**Short task a**
In the rows, rename "pebble bed" as "gravel bed" throughout the part that opens with the line containing "Each instance of the pebble" and closes with the line containing "[(540, 282), (276, 193), (296, 202)]", leave everything else unchanged, and return only those lines.

**Excerpted text**
2.2 Circuit Procedures and Communications Procedures

2.2.1 Mooney M20C

When the Mooney passed by the Naramata NDB to return to the airport, the pilot reported that he would proceed along the west shoreline of Okanagan Lake, remaining west of "the track", and he requested traffic information for that area. The FSS replied that there was no reported traffic in that area but did not advise him that there was a pending departure from runway 34, namely the Cessna.

This check-in call with the FSS was incomplete. The call did not contain a clear statement of the pilot's altitude, his intended arrival procedure, or his estimated time to landing; all of which are required by procedures. Additionally, the pilot's reference to remaining west of "the track" is ambiguous and is not standard radio terminology. The FSS specialist accepted the Mooney pilot's report without requesting amplifying information and interpreted the pilot's communications to mean that he would remain west of the extended centreline of the active runway. Based on that interpretation, the FSS specialist concluded that the Mooney would join the circuit mid-field and, therefore, would not be pertinent traffic for the departing Cessna. What is clear is that the Mooney pilot did not follow the path that was expected by the FSS specialist but, rather, followed a path that appeared to be at 45° to the downwind leg. As well, it is estimated that the Mooney was between 500 and 700 feet agl when the collision occurred, below the circuit-joining height of 1000 feet AAE. This path placed the Mooney in conflict with the departing Cessna. The essential issue remains that an incomplete and ambiguous radio check-in led to a loss of awareness by the FSS (and likely other pilots in the area) of the circuit-joining intention and the position of the arriving Mooney.

The pilot of the departing Cessna made a total of four radio transmissions to the FSS regarding his departure. Although all pilots operating within the MF area are expected and required to monitor the MF, it was not determined if the pilot of the Mooney heard any of these transmissions. Records indicate that at no time was a transmission directed to the pilot of the inbound Mooney to advise him of the departing Cessna. When he was abeam the West Bench area, the pilot of the Mooney turned east onto a heading that crossed through the departure path of runway 34, evidently unaware of the departing aircraft. An opportunity that would have prevented the accident was lost when the pilot of the inbound aircraft did not communicate his specific arrival procedure intentions (that is, how he would transition from the west side of the airport to join the circuit on the east side), nor was he asked by the FSS for his intentions.

A diagram in AIP RAC 4.5.2, Traffic Circuit Procedures—Uncontrolled Aerodromes, depicts the standard traffic circuit. (See Figure 3.) The diagram indicates that to join the downwind leg of a circuit from the upwind side, the aircraft would have to cross over the airport, clear of the departure and arrival paths. The Mooney pilot appeared to be joining the downwind leg on a 45° intercept that crossed through the departure path from the upwind side. AIP RAC 4.5.2(a)(v) describes a circuit-joining procedure via a 45° downwind intercept; however, the referenced diagram (Figure 4.1 in AIP RAC) does not depict a 45° intercept to the downwind leg that would cross through the departure path. The circuit-joining technique used by the Mooney was not standard. When pilots do not communicate their intentions to use non-standard procedures, other users of the airspace anticipate that the recommended procedures will be followed. In this accident, the lack of effective communication deprived the pilots of information that could have altered their actions, either by flying a different track or by delaying departure.

Location identification entries:
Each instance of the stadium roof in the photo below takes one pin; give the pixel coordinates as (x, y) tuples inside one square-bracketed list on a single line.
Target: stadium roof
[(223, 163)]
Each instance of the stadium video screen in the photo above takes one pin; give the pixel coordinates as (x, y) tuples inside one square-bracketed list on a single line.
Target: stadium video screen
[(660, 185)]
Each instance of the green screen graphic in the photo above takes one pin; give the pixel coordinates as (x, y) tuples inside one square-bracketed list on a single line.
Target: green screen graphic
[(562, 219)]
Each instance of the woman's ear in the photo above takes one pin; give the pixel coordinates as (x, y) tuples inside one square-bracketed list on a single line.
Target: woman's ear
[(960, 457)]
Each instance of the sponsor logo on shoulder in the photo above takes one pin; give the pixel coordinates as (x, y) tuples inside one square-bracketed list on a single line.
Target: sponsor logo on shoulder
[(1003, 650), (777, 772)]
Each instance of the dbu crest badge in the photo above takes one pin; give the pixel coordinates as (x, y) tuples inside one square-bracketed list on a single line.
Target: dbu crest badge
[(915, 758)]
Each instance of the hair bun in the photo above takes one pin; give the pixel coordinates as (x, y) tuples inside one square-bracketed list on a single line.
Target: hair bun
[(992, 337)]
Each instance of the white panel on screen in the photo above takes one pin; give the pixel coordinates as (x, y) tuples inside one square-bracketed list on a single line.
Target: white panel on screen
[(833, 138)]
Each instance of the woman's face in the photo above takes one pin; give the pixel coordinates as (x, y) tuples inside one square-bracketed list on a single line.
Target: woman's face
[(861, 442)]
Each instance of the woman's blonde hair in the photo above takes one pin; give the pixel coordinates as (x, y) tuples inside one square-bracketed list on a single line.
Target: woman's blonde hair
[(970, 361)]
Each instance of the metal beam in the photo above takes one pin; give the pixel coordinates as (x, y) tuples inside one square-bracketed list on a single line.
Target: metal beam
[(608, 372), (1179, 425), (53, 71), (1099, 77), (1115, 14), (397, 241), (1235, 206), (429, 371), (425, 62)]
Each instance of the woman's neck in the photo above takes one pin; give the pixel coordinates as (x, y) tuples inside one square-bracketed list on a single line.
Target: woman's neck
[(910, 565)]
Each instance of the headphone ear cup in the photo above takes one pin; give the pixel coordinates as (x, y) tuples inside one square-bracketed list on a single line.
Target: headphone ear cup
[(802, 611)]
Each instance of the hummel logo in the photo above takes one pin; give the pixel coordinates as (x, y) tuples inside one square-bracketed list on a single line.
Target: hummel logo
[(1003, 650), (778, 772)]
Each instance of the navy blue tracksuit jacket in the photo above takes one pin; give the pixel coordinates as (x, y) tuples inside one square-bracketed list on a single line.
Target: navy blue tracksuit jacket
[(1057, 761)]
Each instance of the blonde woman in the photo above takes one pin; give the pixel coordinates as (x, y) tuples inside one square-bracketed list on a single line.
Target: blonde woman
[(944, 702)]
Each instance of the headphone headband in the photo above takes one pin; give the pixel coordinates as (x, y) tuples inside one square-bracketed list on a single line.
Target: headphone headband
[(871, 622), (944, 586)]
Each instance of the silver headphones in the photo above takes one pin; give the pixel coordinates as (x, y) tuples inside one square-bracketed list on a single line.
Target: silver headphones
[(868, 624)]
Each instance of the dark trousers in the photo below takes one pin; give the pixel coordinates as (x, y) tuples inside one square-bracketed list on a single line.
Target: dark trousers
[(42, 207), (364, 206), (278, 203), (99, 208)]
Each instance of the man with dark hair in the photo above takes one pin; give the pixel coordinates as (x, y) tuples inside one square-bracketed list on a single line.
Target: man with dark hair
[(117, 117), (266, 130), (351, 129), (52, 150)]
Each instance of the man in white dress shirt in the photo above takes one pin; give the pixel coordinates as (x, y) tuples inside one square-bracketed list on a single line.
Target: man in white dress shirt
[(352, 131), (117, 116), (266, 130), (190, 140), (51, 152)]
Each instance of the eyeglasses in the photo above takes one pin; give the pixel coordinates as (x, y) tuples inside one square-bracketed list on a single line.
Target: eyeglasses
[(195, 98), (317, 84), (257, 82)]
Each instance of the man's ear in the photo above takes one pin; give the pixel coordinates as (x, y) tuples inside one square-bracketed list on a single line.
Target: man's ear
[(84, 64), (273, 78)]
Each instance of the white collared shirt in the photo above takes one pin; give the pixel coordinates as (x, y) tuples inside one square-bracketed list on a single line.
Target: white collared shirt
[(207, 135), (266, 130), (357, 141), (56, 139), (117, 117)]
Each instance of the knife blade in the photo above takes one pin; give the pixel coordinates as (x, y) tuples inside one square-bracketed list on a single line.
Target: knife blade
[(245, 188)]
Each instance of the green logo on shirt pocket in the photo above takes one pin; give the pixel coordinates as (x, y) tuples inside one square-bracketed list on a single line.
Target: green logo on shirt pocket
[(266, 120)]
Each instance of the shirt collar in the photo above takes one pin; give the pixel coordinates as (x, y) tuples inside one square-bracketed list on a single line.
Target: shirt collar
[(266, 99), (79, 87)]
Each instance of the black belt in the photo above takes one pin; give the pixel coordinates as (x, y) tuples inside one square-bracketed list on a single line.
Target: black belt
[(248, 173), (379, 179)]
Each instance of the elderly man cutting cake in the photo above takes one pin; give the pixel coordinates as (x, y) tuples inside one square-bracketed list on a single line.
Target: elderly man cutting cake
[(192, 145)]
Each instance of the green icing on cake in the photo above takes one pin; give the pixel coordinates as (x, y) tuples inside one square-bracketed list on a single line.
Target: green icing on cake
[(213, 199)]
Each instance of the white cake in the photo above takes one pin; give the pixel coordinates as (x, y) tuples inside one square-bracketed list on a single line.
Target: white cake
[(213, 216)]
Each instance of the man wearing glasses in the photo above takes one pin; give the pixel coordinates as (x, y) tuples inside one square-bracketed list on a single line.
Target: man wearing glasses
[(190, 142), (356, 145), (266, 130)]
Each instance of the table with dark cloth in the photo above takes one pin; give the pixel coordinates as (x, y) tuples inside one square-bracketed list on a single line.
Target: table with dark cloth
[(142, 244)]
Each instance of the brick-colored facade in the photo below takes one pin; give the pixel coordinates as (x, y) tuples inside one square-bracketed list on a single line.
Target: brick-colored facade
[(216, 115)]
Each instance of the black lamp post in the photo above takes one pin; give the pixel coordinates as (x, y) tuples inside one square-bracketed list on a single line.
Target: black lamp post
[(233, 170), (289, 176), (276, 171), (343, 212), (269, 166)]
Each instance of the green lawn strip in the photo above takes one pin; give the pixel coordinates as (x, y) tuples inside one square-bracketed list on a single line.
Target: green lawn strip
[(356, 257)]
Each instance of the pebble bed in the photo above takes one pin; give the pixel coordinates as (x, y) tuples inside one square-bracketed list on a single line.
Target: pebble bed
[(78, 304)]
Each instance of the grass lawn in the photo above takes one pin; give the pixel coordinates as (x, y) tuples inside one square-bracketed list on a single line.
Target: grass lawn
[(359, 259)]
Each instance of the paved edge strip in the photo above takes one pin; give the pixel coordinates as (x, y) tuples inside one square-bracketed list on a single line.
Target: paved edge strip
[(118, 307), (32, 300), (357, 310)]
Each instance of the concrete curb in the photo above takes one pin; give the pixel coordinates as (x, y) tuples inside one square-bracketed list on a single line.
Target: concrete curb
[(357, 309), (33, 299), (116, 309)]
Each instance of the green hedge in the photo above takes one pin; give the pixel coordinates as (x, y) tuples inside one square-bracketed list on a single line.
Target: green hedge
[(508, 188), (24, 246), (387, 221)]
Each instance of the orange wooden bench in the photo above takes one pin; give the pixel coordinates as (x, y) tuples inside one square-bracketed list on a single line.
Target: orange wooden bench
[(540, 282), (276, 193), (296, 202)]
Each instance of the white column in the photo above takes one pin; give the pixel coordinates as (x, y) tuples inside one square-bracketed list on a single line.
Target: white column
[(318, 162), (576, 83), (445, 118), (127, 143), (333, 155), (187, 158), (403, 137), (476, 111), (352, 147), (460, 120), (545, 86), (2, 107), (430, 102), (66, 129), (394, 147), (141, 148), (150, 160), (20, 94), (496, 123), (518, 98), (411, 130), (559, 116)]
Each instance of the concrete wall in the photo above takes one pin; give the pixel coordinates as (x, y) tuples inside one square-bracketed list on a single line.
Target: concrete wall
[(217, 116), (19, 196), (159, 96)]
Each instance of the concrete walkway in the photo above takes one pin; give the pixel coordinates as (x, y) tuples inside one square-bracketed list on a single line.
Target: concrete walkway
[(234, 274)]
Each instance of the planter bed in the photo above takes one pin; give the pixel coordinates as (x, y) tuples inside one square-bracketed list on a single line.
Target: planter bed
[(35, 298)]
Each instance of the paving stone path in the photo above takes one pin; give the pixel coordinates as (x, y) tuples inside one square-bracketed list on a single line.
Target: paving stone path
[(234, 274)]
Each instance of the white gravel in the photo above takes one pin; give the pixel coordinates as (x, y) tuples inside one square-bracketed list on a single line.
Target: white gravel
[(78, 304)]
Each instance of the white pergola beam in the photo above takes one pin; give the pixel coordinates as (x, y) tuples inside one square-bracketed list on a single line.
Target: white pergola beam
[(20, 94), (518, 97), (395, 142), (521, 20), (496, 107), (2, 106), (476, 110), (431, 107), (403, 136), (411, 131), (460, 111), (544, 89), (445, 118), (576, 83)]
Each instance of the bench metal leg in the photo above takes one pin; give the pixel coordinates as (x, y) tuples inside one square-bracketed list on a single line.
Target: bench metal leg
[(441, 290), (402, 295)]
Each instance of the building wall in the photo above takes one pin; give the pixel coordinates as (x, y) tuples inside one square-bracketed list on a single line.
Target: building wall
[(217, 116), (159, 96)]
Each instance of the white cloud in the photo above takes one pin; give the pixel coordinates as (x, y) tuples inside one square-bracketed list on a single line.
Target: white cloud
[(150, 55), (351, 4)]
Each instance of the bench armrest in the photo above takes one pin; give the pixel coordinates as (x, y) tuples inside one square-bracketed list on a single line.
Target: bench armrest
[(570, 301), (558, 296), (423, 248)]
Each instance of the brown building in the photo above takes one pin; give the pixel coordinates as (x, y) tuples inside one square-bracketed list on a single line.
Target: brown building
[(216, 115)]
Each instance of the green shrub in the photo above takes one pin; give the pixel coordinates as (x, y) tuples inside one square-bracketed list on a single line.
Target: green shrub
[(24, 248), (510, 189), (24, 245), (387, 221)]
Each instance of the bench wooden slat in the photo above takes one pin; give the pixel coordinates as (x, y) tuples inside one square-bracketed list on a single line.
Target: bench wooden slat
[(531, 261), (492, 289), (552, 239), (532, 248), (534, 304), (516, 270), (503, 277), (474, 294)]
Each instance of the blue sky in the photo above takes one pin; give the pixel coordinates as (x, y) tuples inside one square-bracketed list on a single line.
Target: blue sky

**Short task b**
Answer these questions from the accident report excerpt:
(i) At what height above ground is the Mooney estimated to have been when the collision occurred?
(ii) How many radio transmissions did the pilot of the departing Cessna make to the FSS about his departure?
(iii) Which AIP section describes a circuit-joining procedure via a 45° downwind intercept?

**Answer a**
Each instance of the gravel bed in the photo above takes one pin; give the pixel coordinates as (x, y) tuples inside one square-bracketed list on a single line.
Target: gravel bed
[(78, 304)]
Each instance of the grass lawn in the photo above takes one pin; give the pixel coordinates as (x, y) tuples inside one square-bracketed list on a single line.
Target: grass lawn
[(359, 259)]
Each instance of the paved edge strip in the photo above takes one pin; give the pixel coordinates as (x, y) tuples inside one square-bracketed list on a single line.
Target: paved edge strip
[(118, 307), (32, 300), (357, 310)]
Each instance of the concrete curb in the photo above takes one pin; give the pixel coordinates as (x, y) tuples inside one square-bracketed list on a single line.
Target: concrete curb
[(357, 309), (33, 299), (116, 309)]
Each instance of the green hedge in the photo above takes one pin; give the pixel coordinates as (x, y) tuples inside one square-bracketed list on a single line.
Target: green hedge
[(508, 188), (24, 246), (387, 221)]
Each instance of the orange wooden bench in the photo above takes one pin; give the pixel coordinates as (x, y) tuples inside one square-bracketed list on a single line.
Target: orange wooden bench
[(540, 282), (276, 193), (296, 202)]

**Answer b**
(i) Between 500 and 700 feet agl.
(ii) Four.
(iii) AIP RAC 4.5.2(a)(v).